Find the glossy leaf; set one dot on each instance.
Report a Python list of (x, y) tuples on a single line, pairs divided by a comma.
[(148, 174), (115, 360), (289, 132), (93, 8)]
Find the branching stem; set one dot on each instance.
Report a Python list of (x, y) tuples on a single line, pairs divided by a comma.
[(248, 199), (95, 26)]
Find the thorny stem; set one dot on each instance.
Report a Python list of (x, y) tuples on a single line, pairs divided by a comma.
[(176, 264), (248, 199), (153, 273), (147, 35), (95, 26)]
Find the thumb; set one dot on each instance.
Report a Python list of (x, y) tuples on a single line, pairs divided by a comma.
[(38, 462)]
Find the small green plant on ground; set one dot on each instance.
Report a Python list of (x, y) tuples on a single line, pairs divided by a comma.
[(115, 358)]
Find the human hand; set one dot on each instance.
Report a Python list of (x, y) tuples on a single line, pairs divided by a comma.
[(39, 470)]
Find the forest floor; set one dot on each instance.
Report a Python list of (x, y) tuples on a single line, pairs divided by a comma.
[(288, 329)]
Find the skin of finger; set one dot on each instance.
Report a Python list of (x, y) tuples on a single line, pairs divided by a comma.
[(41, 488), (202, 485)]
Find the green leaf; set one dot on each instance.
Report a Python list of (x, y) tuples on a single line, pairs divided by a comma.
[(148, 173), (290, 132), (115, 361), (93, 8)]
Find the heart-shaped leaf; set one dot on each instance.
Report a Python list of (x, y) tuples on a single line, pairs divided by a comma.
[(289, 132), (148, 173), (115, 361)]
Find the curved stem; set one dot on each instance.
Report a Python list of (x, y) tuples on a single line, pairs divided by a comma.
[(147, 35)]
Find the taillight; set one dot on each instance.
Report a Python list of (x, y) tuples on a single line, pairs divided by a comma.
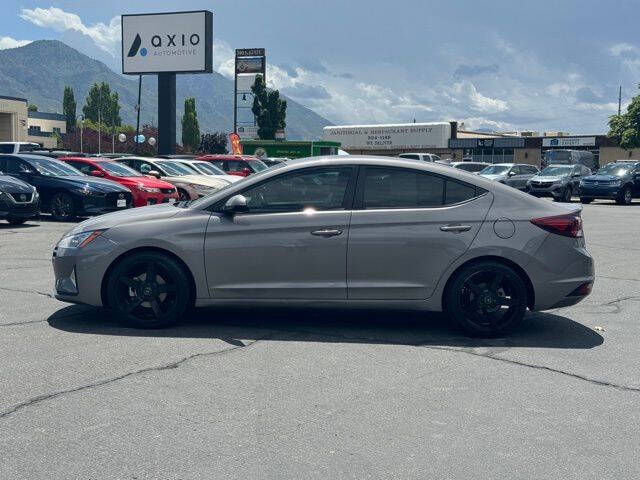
[(566, 225)]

........

● **Task goal**
Keeping every word as it is, write out all the data and omit the pictures.

● **Result for this exercise**
Find the glossy leaf; set one dot on each instance.
Report a Python list of (x, y) tuples on a single line, pairs divided by a comma.
[(148, 174), (115, 360), (289, 132), (93, 8)]
Find the branching stem; set one dot on each instance.
Report a Python list of (x, y) tuples on a single line, pairs divided by a comma.
[(248, 199), (95, 26)]
Find the thorny stem; set one dot on each instance.
Report a Python list of (x, y) tuples on a single line, pairs divided by a comma.
[(176, 264), (248, 199), (153, 273), (147, 35), (95, 26)]
Find the thumb; set one dot on each instance.
Report a Python list of (x, y) tuples on a single line, pairs divided by a comma.
[(38, 462)]
Find the small green plant on ground; set one dot on each instance.
Report a Python list of (x, y) tuples on a single line, pairs divided by a comma.
[(115, 358)]
Find the human hand; set one dot on each instance.
Report a Python list of (x, y) tuples on a single line, pairs divided by a comma.
[(39, 470)]
Find the forest floor; set one dot on each instance.
Report a Python list of (x, y) tuples on a single line, pairs divided by a comma.
[(288, 329)]
Find the skin of finger; set one dot on each instance.
Report a Python list of (x, y) tuples on a single line, pairs divided by a comma.
[(41, 488), (202, 485)]
Find the green leaf; set one dot on each instance.
Report a Python list of (x, y) tuples on a single line, pairs divided by a comma.
[(148, 173), (290, 132), (115, 361), (93, 8)]
Find the heart-shaped leaf; set one dot on each instance.
Report a Python list of (x, y) tuples on a single line, pairs divided by a comma.
[(289, 132), (148, 173), (115, 361)]
Find the curved stem; set one dot on each instance.
Report a Python list of (x, y) tuples on a single line, pairs divided by a comma.
[(147, 35)]
Find the taillight; set one dot on each instance.
Report a Python list of (x, y) tuples on a single line, pairs divided by a comma.
[(566, 225)]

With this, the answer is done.